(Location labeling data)

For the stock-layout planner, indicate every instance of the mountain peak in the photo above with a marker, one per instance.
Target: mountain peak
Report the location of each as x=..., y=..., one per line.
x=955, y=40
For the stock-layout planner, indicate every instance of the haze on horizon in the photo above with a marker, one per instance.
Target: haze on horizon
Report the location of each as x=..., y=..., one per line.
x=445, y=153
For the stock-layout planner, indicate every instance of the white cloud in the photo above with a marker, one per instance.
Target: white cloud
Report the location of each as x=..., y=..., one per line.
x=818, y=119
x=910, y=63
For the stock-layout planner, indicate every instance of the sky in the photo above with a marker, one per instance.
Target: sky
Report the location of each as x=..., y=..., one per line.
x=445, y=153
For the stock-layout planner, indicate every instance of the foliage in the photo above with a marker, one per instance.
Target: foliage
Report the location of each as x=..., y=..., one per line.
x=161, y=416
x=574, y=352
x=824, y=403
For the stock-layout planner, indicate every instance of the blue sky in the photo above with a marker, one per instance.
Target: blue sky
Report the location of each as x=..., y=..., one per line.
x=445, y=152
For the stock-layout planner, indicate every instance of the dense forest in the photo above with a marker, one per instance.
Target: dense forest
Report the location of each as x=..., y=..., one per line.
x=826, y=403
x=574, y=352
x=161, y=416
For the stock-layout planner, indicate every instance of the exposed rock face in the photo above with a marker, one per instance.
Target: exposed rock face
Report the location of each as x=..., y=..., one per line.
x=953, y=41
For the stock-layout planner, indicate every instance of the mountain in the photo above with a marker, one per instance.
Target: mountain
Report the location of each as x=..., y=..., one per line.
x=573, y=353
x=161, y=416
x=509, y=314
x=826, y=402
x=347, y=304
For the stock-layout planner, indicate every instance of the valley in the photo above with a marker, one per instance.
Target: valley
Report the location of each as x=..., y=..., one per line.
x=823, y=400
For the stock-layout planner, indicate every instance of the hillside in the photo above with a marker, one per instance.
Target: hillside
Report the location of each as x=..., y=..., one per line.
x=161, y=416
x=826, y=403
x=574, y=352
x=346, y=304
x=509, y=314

- OBJECTIVE -
Can you write out the data word for word, from its very first line down through the line containing "x=824, y=403", with that line included?

- THE COMPLETED TASK -
For the stock-layout planner, indicate every instance of the mountain peak in the photo above with a marker, one per instance.
Target: mountain peak
Report the location of each as x=..., y=..., one per line.
x=955, y=40
For the stock-layout planner, indicate every instance of the haze on horizon in the photo above with a marker, one per instance.
Target: haze on horizon
Report the location of each as x=..., y=..., one per line.
x=445, y=153
For the stock-layout planner, indicate every instance of the white cloud in the photo above with a marker, one per instance.
Target: white cloud
Report the location of each as x=..., y=..., one per line.
x=818, y=119
x=910, y=63
For the stock-layout planner, indicate every instance of the sky in the photo above with a marker, one per instance.
Target: sky
Report the location of each as x=..., y=..., one per line.
x=445, y=153
For the stock-layout planner, indicate every instance of the foliage in the photo above with a marker, one per instance.
Target: foliage
Report the location of each as x=..., y=..., one per line.
x=161, y=416
x=574, y=352
x=824, y=403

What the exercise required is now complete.